→ **EXERCISE PROMPT**:
Please reproduce the entries exactly, skipping each picture.

########################################

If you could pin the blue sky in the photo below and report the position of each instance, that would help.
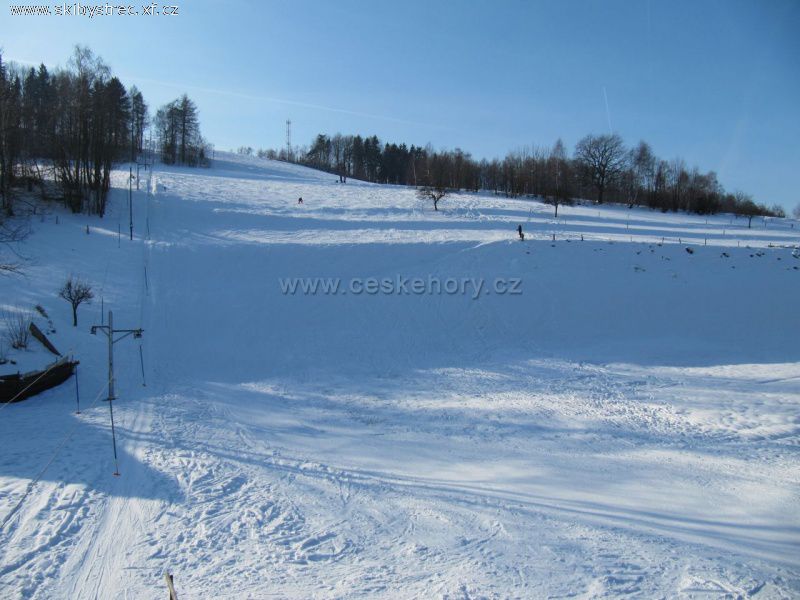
(716, 82)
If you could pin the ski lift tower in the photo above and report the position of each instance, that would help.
(289, 140)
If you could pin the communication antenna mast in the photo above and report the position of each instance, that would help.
(289, 140)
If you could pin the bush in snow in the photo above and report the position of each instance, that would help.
(16, 324)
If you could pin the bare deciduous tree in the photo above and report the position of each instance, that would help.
(602, 159)
(76, 292)
(435, 193)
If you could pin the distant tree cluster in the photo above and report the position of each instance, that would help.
(601, 169)
(178, 132)
(74, 124)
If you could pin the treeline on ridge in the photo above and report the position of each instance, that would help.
(62, 131)
(601, 168)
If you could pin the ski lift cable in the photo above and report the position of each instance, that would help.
(57, 451)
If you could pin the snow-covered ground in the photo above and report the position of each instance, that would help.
(628, 424)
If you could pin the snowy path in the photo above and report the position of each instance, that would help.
(626, 426)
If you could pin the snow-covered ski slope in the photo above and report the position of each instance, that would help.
(628, 425)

########################################

→ **TASK RESULT**:
If you could pin the blue sky in the photo below and report the position of each instance, that would help.
(716, 82)
If you could pin the ski lift tower in the photo above and report the position of each instance, that would help.
(289, 140)
If you could pin the communication antenna mast in the photo above and report the position of each instance, that would help.
(289, 140)
If you could pin the bush in snow in the photo above and report the position of each instance, that would help.
(16, 324)
If you could pin the bare deciduous tree in the photo above and report the position of each instance, that would help.
(602, 159)
(76, 292)
(435, 193)
If you could pin the distant tree cluster in the photo above and report the position of each instance, that would help.
(601, 169)
(178, 132)
(74, 124)
If you could pin the treeline on ridge in the photo above and report the position of each instance, that would help.
(62, 131)
(601, 168)
If you could pin the ski lift cable in the photo above and report the position of each instance, that would help.
(57, 451)
If you could pin the snow-covered ground in the photo above and report the position of each instance, that would help.
(628, 424)
If you could pin the snowy path in the photo above and report the position of each instance, that would help.
(626, 426)
If you could pin the snow-covered ski slope in the photo above and report the position of each instance, that would help.
(628, 425)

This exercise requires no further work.